**What the task asks**. Render the part of the lines below that opens with the line containing "eye, one point per instance." and closes with the line containing "[[506, 288]]" as a two-column CSV with the columns request and answer. Give one row per request, put each value in its own quoted field, and replace line breaks with spaces.

** START Given entries **

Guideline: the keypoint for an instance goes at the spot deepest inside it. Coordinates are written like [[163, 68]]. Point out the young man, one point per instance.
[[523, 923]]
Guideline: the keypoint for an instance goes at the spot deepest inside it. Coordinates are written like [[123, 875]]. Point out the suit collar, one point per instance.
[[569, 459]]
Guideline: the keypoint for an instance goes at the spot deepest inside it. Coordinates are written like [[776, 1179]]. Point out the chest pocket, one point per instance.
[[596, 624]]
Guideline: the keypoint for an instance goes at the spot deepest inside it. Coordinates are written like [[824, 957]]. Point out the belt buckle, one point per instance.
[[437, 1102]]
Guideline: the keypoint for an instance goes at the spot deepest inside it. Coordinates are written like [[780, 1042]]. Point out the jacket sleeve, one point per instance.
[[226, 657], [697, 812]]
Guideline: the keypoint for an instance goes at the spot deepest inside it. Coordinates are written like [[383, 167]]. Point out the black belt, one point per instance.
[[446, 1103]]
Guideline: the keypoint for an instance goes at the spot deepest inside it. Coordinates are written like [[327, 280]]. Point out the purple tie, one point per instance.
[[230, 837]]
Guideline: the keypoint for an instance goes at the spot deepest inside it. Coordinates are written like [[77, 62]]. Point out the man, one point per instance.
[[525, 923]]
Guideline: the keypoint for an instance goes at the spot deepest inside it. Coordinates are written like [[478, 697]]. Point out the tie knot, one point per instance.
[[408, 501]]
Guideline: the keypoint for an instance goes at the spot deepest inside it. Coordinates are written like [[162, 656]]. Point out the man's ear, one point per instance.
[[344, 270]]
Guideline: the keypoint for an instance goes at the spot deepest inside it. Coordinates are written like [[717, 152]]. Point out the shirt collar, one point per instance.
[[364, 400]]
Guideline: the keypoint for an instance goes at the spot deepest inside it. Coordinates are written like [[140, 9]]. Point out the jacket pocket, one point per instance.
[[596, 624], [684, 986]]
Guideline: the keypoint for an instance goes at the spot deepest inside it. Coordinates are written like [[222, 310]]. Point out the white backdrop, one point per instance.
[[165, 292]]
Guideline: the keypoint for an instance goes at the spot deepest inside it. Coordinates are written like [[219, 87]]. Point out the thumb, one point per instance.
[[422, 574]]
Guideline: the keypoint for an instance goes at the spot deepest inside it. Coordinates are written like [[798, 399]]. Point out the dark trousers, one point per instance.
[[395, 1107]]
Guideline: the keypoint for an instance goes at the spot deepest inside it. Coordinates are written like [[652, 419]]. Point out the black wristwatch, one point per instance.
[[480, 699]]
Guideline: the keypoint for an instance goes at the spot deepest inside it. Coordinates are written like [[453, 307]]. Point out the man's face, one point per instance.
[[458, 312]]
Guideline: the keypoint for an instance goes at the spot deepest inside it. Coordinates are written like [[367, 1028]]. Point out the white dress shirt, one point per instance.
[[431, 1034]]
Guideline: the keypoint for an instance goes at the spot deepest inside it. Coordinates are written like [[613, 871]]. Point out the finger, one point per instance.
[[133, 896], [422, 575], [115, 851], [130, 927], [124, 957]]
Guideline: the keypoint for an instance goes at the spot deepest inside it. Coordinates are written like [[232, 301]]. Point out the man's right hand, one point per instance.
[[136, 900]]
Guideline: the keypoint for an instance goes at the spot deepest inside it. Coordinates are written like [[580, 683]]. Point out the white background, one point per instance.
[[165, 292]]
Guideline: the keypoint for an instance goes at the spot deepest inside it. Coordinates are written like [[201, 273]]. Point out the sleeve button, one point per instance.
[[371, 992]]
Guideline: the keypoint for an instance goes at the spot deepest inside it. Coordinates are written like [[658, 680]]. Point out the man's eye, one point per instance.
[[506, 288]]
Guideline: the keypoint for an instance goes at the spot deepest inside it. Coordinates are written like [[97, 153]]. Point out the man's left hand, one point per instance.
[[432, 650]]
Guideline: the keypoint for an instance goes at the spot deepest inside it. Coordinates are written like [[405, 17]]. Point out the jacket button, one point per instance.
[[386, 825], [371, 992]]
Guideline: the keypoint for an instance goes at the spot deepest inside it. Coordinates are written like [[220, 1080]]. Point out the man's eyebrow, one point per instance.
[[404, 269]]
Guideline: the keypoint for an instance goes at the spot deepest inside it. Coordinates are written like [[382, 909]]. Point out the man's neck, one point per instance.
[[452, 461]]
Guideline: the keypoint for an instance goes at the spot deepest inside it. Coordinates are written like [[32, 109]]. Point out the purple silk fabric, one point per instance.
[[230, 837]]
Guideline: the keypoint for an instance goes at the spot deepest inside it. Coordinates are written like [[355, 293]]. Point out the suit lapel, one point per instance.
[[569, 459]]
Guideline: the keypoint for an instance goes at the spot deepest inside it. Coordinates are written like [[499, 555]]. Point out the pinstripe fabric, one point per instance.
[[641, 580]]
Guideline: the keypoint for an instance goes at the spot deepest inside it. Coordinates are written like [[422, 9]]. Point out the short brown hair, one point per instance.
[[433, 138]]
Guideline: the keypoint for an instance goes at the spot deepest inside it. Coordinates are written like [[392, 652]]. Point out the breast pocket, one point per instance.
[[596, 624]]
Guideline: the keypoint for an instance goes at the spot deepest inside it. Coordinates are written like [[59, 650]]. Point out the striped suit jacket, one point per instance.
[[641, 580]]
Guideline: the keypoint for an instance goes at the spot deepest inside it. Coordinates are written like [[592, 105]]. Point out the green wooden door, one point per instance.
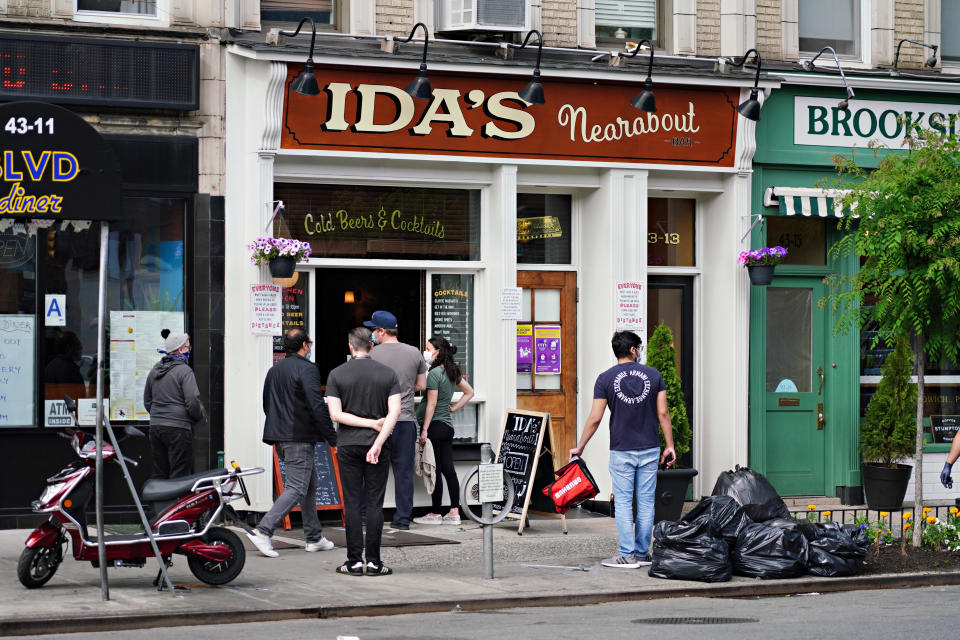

** END Given entries **

**Reply**.
request,answer
"Guideline: the keypoint for an instance goes at the spot deepest inside it. Coordinates are written like [[658, 680]]. Point out the man's eye, one point per instance.","[[506, 288]]"